Materials and Methods: Data of 729 patients who underwent transurethral bladder tumor resection (TUR-B) were retrospectively analyzed, including TNM Classification of Malignant Tumors (TNM), histopathological grading, risk group according to the European Association of Urology (EAU), and use of photodynamic diagnosis (PDD) and early intravesical chemotherapy (IVC) with Mitomycin C (MMC).
Results: 539 male and 190 female patients with TCC underwent TUR-B. Approximately 75% of cancers were non-muscle invasive bladder cancer (NMIBC). Females evidenced significantly higher rates of muscle-invasive TCC (MIBC; p=0.02). Carcinoma-in-situ was significantly more common among males (p=0.01). Recurrence occurred in 17.9% of males and 18.9% of females. Progression developed in 9.4% of patients, with a non-significant sex difference. EAU low-risk NMIBC females showed significantly higher rates of progression in case of TCC recurrence (p=0.03). There was no association between sex and EAU risk group or TCC recurrence. IVC and PDD were not associated with TCC recurrence among males and females.

* _EXTRACTED INFORMATION_
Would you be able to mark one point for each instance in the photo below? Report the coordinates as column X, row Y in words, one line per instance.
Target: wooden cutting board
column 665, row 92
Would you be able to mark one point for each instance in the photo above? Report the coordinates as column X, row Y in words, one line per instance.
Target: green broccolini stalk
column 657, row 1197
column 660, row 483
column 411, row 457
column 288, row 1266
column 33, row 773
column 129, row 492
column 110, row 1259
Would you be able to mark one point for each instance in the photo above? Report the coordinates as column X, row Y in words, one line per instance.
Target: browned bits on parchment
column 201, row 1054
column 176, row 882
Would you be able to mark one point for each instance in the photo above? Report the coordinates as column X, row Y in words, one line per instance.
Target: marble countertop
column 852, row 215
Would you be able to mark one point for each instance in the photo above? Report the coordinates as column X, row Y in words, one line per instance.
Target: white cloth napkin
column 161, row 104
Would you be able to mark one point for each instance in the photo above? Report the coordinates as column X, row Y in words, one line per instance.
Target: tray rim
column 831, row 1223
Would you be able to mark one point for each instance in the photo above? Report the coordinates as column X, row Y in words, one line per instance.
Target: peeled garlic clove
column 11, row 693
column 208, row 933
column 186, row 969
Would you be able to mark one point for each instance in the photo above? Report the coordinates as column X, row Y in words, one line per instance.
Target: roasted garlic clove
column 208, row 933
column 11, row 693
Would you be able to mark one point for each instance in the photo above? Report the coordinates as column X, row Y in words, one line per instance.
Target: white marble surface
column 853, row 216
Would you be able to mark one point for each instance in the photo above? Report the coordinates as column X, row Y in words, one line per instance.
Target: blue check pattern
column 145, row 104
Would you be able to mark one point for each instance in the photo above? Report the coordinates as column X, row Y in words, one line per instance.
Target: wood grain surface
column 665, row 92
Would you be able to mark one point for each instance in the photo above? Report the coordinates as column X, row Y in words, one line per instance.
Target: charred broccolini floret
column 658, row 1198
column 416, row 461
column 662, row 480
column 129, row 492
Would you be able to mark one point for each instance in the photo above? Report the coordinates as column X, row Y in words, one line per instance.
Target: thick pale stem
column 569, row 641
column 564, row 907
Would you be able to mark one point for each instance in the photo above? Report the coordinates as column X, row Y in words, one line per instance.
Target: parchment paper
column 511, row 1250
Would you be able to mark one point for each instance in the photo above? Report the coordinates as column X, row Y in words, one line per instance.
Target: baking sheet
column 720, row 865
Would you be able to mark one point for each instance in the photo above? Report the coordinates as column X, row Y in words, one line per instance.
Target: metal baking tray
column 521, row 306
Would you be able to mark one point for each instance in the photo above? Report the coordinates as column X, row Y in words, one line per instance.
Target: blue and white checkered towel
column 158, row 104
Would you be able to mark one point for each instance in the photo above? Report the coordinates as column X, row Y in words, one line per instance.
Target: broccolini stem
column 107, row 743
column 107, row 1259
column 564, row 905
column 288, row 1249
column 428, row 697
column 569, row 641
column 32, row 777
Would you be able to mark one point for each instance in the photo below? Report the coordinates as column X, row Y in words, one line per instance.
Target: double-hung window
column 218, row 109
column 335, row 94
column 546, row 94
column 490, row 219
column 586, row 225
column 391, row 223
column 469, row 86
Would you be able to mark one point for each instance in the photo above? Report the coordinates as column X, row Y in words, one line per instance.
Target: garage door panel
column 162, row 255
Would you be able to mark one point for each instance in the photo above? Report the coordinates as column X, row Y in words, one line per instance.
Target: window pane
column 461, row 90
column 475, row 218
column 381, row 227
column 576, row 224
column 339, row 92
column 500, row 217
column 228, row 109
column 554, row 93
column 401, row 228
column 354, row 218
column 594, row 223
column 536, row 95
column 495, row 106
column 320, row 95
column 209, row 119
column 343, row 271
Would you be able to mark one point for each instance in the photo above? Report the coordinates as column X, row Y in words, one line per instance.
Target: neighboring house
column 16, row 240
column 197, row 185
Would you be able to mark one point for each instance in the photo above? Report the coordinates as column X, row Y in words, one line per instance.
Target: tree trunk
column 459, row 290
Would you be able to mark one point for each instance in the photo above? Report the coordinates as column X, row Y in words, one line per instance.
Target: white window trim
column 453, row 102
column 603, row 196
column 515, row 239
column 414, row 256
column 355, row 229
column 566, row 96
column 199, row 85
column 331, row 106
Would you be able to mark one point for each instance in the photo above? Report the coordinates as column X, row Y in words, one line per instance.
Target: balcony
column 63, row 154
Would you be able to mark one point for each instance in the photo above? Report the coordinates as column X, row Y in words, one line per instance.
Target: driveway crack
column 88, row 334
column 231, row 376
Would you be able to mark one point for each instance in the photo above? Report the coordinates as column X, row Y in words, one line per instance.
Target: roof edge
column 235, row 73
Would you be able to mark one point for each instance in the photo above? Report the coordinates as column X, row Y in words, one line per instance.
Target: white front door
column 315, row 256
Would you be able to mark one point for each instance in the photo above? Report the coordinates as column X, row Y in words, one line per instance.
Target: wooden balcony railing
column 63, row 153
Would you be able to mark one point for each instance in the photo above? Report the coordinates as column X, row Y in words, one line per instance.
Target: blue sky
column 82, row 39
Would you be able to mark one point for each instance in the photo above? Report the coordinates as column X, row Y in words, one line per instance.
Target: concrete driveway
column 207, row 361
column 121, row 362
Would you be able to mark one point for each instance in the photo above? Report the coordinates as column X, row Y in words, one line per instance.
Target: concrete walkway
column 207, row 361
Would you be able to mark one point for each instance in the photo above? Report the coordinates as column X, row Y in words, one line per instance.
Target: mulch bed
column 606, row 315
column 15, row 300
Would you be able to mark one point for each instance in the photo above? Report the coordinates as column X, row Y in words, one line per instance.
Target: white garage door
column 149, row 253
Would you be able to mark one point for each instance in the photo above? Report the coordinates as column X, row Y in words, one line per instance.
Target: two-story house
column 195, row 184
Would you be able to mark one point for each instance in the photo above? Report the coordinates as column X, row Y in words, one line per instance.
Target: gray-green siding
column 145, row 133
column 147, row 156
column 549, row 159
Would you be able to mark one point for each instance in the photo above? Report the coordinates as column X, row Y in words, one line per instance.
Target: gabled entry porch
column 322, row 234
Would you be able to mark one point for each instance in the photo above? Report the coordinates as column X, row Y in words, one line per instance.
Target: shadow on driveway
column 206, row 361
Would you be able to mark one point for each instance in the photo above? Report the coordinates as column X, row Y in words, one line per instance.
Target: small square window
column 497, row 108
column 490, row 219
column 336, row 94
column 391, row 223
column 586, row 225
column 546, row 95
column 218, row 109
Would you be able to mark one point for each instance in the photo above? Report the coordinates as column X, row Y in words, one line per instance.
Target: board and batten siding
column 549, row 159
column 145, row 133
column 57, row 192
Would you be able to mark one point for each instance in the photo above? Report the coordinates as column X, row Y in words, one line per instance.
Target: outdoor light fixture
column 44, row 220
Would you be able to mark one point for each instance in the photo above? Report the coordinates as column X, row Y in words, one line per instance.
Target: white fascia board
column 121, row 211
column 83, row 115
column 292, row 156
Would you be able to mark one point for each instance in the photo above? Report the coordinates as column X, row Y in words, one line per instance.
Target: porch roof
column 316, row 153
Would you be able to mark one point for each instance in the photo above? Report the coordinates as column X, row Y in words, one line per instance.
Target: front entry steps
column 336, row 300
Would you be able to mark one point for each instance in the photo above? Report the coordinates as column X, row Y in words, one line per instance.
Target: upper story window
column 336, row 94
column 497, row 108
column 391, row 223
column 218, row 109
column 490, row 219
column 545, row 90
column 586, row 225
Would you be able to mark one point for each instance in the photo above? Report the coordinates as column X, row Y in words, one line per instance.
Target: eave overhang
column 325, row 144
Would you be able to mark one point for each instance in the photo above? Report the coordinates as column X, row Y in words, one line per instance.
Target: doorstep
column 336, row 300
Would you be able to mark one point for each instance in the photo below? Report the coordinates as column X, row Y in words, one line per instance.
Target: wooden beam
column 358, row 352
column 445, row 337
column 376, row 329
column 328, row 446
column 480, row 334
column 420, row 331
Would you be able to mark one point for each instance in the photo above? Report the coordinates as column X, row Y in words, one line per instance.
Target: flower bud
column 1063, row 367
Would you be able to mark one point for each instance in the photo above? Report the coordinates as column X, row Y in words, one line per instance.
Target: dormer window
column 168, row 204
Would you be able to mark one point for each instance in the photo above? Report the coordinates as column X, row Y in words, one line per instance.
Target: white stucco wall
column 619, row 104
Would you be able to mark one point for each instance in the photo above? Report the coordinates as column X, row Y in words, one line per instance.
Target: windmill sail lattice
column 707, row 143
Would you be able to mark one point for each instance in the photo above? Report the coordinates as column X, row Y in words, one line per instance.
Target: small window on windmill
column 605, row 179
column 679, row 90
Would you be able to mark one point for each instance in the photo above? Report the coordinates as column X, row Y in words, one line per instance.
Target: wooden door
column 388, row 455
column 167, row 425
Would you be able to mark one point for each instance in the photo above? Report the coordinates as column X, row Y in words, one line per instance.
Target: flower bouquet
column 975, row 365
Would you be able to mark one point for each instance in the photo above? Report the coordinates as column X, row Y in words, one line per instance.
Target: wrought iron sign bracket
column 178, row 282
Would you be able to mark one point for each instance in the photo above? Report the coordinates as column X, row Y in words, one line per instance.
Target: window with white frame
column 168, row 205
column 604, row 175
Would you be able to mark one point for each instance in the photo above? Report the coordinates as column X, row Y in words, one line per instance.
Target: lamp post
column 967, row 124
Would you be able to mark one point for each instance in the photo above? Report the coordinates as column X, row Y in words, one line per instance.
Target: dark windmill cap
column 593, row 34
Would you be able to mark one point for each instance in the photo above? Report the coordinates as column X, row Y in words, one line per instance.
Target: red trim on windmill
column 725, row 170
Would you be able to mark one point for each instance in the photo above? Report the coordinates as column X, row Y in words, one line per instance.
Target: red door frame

* _QUESTIONS TO ANSWER_
A) From the bladder tumor study summary, output the passage starting at "Materials and Methods: Data" and ending at "Mitomycin C (MMC).".
B) Translate this sentence from the bladder tumor study summary into Spanish: "Recurrence occurred in 17.9% of males and 18.9% of females."
C) Take the bladder tumor study summary further, beginning after its last sentence.
The data plays no part in what follows.

* _EXPECTED RESULTS_
A)
Materials and Methods: Data of 729 patients who underwent transurethral bladder tumor resection (TUR-B) were retrospectively analyzed, including TNM Classification of Malignant Tumors (TNM), histopathological grading, risk group according to the European Association of Urology (EAU), and use of photodynamic diagnosis (PDD) and early intravesical chemotherapy (IVC) with Mitomycin C (MMC).

B) La recidiva se produjo en el 17,9 % de los hombres y en el 18,9 % de las mujeres.

C)
Conclusion: Females were significantly more likely to evidence muscle-invasive stages at first diagnosis, particularly those with a tumor infiltration depth of pT3. In the NMIBC subgroup, males showed a significantly higher prevalence of carcinoma-in-situ. Sex was not associated with recurrence rates or progression. PDD and chemo-early instillation with MMC was equally effective in both sexes. Additional prospec-tive and multicenter studies with standardized diagnostic criteria are needed to evaluate long-term disease courses and effective therapies.